┌─ Data to process

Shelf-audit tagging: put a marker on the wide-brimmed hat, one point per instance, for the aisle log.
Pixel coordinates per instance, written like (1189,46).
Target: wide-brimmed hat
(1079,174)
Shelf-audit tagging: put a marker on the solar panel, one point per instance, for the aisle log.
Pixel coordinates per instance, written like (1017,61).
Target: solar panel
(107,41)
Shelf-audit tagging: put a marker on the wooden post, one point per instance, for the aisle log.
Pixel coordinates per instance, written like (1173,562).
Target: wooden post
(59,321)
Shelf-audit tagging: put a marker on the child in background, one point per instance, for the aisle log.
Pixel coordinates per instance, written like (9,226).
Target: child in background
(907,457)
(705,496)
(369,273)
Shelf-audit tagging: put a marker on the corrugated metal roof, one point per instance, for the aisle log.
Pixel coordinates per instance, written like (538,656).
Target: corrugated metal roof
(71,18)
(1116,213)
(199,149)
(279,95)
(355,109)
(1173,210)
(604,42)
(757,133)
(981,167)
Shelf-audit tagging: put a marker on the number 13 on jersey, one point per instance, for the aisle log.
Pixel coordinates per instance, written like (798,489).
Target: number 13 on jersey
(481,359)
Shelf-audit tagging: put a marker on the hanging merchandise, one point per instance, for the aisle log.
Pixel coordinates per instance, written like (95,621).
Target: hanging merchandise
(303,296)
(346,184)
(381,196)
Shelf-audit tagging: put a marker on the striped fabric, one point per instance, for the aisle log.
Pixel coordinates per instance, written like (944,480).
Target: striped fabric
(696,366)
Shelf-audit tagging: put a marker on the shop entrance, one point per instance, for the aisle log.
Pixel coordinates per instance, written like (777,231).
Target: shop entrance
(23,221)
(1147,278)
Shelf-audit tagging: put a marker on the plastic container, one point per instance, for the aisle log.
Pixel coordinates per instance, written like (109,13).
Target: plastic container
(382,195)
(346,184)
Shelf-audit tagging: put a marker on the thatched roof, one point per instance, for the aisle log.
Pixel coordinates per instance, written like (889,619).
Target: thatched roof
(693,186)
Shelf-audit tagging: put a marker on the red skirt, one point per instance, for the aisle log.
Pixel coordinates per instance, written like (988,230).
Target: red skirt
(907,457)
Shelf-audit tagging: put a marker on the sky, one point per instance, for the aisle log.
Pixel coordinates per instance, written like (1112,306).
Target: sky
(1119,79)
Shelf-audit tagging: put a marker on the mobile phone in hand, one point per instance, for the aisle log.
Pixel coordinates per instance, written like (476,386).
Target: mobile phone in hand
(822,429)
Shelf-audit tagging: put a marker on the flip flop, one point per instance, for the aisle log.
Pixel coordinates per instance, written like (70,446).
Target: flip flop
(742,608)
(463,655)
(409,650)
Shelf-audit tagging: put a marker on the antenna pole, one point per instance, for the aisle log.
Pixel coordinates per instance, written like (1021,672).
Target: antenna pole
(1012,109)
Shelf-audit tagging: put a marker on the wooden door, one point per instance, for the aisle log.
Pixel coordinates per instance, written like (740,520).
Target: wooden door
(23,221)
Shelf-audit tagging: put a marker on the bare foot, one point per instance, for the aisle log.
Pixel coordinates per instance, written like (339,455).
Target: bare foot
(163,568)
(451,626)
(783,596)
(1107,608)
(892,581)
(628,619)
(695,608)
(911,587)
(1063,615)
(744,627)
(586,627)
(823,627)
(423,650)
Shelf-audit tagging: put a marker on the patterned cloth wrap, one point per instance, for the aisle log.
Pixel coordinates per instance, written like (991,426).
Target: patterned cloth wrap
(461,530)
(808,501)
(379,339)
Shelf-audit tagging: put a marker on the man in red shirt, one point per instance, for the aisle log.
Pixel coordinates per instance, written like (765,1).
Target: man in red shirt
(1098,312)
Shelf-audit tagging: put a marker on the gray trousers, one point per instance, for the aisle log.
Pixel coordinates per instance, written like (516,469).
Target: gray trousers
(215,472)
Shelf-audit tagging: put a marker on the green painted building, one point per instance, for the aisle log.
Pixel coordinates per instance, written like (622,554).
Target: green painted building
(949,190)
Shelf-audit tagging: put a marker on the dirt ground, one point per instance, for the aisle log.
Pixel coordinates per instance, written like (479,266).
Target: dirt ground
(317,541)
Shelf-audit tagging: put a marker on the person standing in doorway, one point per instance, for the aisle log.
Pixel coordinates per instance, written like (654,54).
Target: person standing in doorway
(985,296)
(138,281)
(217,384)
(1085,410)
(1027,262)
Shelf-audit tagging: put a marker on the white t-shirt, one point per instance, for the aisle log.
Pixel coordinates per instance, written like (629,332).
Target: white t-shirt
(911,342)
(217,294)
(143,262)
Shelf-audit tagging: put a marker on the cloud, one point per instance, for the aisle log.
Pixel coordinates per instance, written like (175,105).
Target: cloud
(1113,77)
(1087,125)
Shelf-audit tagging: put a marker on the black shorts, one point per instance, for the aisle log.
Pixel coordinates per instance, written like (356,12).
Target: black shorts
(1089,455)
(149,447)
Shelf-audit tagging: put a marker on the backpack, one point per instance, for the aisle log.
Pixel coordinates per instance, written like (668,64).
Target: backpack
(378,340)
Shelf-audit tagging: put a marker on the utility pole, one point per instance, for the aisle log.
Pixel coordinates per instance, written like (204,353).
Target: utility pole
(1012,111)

└─

[Task to complete]
Could you give again exactly the lines from the line containing "Shelf-audit tagging: put a marker on the person" through the final line of the data above, and no others?

[Solution for this task]
Shelf-audit tagging: put a marker on the person standing in doorway, one point per instance, for the aisle log.
Pixel coordinates per instance, written like (654,54).
Target: person standing in doorway
(985,296)
(138,281)
(217,384)
(1085,410)
(1027,262)
Shelf-audit tagging: put a marker on the white t-shirt, one point per instance, for the aisle log.
Pixel coordinates per instance, written like (629,332).
Target: white t-shirt
(911,342)
(217,294)
(143,262)
Shelf-audit tagging: put a marker on the cloud, one point per instance, for the aisle log.
Pixel coordinates per instance, written like (175,105).
Target: cloud
(1113,77)
(1087,125)
Shelf-audit tagging: put a marker on the black shorts, one point per instance, for the aisle log.
Pixel coordinates per instance, written like (356,12).
Target: black shorts
(1089,455)
(149,447)
Shelf-audit tagging: put a marker on the backpack, one point per instance, for the aisle log.
Pixel coordinates per instance, written like (668,64).
Target: backpack
(378,340)
Shelf-audit tagging: put a marker on the utility pole, one point per instance, for the aisle log.
Pixel coordinates per instance, written like (204,353).
Target: utility pole
(1012,111)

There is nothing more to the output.